start Records provided
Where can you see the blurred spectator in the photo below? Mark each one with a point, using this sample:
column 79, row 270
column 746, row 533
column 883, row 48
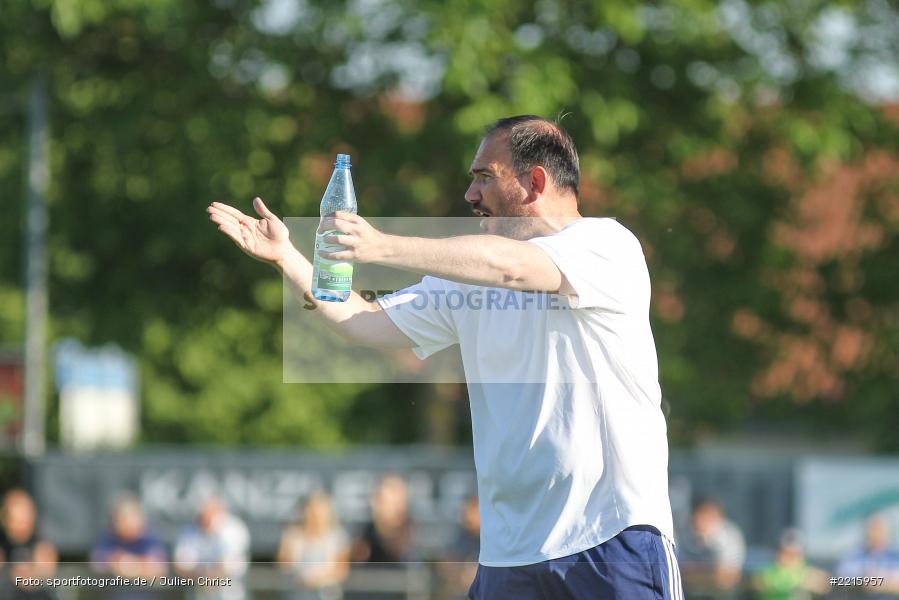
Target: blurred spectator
column 712, row 556
column 216, row 547
column 316, row 551
column 461, row 560
column 876, row 559
column 790, row 577
column 390, row 536
column 130, row 550
column 23, row 553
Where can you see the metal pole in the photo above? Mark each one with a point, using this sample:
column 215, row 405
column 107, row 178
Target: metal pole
column 36, row 268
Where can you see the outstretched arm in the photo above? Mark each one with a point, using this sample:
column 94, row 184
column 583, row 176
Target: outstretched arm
column 488, row 260
column 268, row 240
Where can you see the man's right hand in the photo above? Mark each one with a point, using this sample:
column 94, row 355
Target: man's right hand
column 266, row 239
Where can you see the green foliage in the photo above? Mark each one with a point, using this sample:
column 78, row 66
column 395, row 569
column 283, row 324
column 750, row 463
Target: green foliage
column 690, row 130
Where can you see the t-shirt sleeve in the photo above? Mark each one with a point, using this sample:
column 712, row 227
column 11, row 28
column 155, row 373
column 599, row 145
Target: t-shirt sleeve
column 603, row 262
column 421, row 312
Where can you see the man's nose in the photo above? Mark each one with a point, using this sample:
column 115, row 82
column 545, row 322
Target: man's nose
column 472, row 195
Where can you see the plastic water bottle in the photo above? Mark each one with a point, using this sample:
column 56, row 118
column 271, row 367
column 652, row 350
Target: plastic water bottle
column 332, row 280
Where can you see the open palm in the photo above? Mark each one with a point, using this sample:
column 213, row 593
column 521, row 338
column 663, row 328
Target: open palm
column 266, row 239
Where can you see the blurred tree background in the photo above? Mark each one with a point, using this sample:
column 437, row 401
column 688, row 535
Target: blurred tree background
column 752, row 146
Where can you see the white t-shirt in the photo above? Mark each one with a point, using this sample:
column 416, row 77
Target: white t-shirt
column 570, row 442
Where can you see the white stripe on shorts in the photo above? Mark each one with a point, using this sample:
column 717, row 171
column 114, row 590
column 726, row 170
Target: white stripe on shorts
column 675, row 590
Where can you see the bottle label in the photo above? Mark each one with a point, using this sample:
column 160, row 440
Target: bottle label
column 334, row 275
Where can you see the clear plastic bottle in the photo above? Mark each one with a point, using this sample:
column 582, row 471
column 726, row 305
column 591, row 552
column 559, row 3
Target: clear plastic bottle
column 332, row 280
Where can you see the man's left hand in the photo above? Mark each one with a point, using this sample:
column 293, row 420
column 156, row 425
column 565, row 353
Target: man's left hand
column 361, row 241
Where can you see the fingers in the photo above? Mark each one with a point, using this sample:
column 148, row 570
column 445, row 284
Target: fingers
column 225, row 209
column 233, row 232
column 342, row 255
column 336, row 223
column 262, row 210
column 343, row 240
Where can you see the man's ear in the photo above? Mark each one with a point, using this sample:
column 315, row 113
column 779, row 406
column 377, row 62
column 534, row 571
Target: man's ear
column 539, row 180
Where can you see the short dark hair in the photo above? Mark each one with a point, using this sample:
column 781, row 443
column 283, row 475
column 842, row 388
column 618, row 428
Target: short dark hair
column 535, row 141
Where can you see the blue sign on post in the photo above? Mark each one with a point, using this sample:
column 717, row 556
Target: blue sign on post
column 98, row 391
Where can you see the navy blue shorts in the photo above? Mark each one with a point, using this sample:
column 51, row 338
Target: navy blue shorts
column 636, row 564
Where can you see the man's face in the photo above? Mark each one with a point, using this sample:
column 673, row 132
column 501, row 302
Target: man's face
column 496, row 189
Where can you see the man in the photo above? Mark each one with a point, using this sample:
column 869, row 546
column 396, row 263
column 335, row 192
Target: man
column 130, row 550
column 460, row 562
column 389, row 537
column 876, row 559
column 569, row 438
column 214, row 553
column 713, row 554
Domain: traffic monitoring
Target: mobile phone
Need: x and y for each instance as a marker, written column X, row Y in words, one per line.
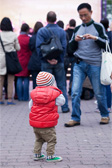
column 81, row 36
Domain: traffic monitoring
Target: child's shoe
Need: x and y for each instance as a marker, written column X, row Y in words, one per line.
column 1, row 102
column 39, row 157
column 11, row 103
column 54, row 159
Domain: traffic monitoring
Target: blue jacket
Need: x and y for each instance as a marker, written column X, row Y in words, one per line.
column 89, row 50
column 44, row 35
column 35, row 62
end Records provided
Reproduce the lines of the material above word for word, beginning at the line that contains "Where can you see the t-shirt" and stopping after the line that contains "column 334, row 275".

Where can you see the t-shirt sleeve in the photo above? Mark each one with a point, using this sample:
column 712, row 227
column 11, row 28
column 155, row 373
column 599, row 145
Target: t-shirt sleeve
column 603, row 262
column 421, row 312
Where can you see the man's nose in the photo above? Mark each one with a point, using this sample:
column 115, row 82
column 545, row 322
Target: man's nose
column 472, row 195
Where can you see the plastic water bottle in the photo above? Mark each one with a point, using this sample:
column 56, row 118
column 271, row 367
column 652, row 350
Target: plastic water bottle
column 332, row 280
Where can you see the open palm in the photo above? Mark each one with a point, using this sample:
column 213, row 593
column 521, row 338
column 663, row 328
Target: open palm
column 266, row 239
Where can you see the blurred tree background in the photo above? Mark each one with a point, using this sample:
column 437, row 401
column 688, row 535
Target: blurred tree background
column 752, row 146
Where can you see the white t-shirt in the photo above? Mark each one with a point, using this sample:
column 416, row 77
Target: white t-shirt
column 570, row 442
Where can you see the white stripe on shorts in the photo above? Mark each one with a point, using this sample:
column 717, row 171
column 114, row 590
column 726, row 170
Target: white stripe on shorts
column 675, row 590
Where can you see the bottle label in the photo above? Mark each one with a point, using this sample:
column 160, row 440
Target: bottle label
column 334, row 275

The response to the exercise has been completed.